(Exercise aim) In full and without deviation, write out the entries that follow.
----------
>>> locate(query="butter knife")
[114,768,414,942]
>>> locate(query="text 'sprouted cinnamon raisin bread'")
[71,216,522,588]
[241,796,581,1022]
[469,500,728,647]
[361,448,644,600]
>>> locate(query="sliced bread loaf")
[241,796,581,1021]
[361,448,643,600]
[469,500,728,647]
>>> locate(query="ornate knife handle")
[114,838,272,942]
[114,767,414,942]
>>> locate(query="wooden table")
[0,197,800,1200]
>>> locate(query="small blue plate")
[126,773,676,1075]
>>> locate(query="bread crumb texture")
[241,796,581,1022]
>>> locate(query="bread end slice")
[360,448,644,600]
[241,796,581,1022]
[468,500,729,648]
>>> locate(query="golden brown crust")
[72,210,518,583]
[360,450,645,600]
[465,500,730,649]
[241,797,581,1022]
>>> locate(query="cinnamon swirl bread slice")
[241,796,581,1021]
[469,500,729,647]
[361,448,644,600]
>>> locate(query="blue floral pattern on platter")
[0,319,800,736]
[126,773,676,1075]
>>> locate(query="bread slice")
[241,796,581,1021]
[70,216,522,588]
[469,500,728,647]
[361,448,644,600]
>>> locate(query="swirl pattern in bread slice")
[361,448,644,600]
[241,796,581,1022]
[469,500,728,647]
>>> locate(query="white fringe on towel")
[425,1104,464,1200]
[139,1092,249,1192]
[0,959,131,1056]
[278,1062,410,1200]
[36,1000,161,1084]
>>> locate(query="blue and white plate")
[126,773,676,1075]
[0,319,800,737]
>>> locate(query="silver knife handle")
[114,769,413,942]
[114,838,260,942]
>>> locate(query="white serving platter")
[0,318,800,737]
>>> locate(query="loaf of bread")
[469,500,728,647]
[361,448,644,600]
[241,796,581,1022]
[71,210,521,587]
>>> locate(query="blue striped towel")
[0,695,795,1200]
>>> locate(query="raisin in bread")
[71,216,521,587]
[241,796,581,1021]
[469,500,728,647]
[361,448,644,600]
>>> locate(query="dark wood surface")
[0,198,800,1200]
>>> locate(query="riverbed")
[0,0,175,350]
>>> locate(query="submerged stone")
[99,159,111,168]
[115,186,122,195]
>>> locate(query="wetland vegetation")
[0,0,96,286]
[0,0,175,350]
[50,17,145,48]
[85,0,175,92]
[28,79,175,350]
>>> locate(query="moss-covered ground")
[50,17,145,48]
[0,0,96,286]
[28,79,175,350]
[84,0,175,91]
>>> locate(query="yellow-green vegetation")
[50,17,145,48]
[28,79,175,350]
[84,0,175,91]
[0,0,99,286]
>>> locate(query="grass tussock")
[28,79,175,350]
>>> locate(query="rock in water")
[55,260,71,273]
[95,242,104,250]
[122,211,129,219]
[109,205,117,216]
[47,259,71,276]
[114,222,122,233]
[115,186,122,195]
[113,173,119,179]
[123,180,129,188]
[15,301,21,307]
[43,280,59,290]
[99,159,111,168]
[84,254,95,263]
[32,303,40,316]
----------
(Task response)
>>> locate(query="butter knife")
[114,768,414,942]
>>> locate(query="text 'sprouted cinnamon raisin bread'")
[71,216,522,588]
[241,796,581,1022]
[469,500,728,647]
[361,448,644,600]
>>> locate(query="sliced bread loaf")
[241,796,581,1021]
[361,448,643,600]
[469,500,728,647]
>>> locate(query="ornate knife handle")
[114,838,272,942]
[114,767,414,942]
>>> locate(query="wooden table")
[0,197,800,1200]
>>> locate(query="small blue plate")
[126,773,676,1075]
>>> locate(query="bread crumb texture")
[241,796,581,1022]
>>> locate(query="bread end slice")
[360,448,644,600]
[241,796,581,1022]
[468,500,729,648]
>>> locate(query="golden brown crust")
[72,210,518,583]
[360,450,645,600]
[465,500,730,649]
[241,797,581,1022]
>>> locate(query="cinnamon swirl bread slice")
[241,796,581,1021]
[469,500,729,647]
[361,448,644,600]
>>> locate(query="blue floral pattern on platter")
[0,319,800,736]
[126,773,676,1075]
>>> locate(query="bread slice")
[241,796,581,1021]
[70,216,522,588]
[469,500,728,647]
[361,448,644,600]
>>> locate(query="swirl pattern in bread slice")
[361,448,644,600]
[241,796,581,1022]
[469,500,728,647]
>>> locate(query="white fringe on towel")
[425,1104,464,1200]
[139,1092,249,1192]
[0,959,131,1056]
[278,1062,410,1200]
[36,1000,161,1084]
>>> locate(query="blue and white plate")
[126,773,676,1075]
[0,319,800,737]
>>> locate(query="silver knife handle")
[114,769,413,942]
[114,838,260,942]
>>> locate(query="white serving platter")
[0,318,800,737]
>>> locate(query="loaf of bread")
[469,500,728,647]
[361,448,644,600]
[241,796,581,1022]
[71,210,521,587]
>>> locate(query="blue striped towel")
[0,695,795,1200]
>>> locate(query="raisin in bread")
[71,216,521,587]
[241,796,581,1021]
[469,500,728,647]
[361,448,644,600]
>>> locate(query="dark wood surface")
[0,198,800,1200]
>>> locate(query="riverbed")
[0,0,175,350]
>>> locate(query="submerged stone")
[99,159,111,168]
[115,186,122,195]
>>> locate(query="wetland vegetation")
[0,0,96,286]
[0,0,175,350]
[50,17,145,48]
[85,0,175,92]
[28,79,175,350]
>>> locate(query="moss-covered ground")
[50,17,145,48]
[0,0,96,286]
[28,79,175,350]
[84,0,175,91]
>>> locate(query="yellow-green vegetation")
[50,17,145,48]
[28,79,175,350]
[84,0,175,91]
[0,0,99,286]
>>> locate(query="grass tussock")
[28,79,175,350]
>>> locate(query="rock in water")
[55,260,71,273]
[95,242,104,250]
[122,211,129,219]
[109,205,117,216]
[47,259,71,276]
[114,222,122,233]
[115,186,122,195]
[113,173,119,179]
[123,180,129,188]
[15,301,21,307]
[43,280,59,290]
[99,159,111,168]
[84,254,95,263]
[32,303,40,316]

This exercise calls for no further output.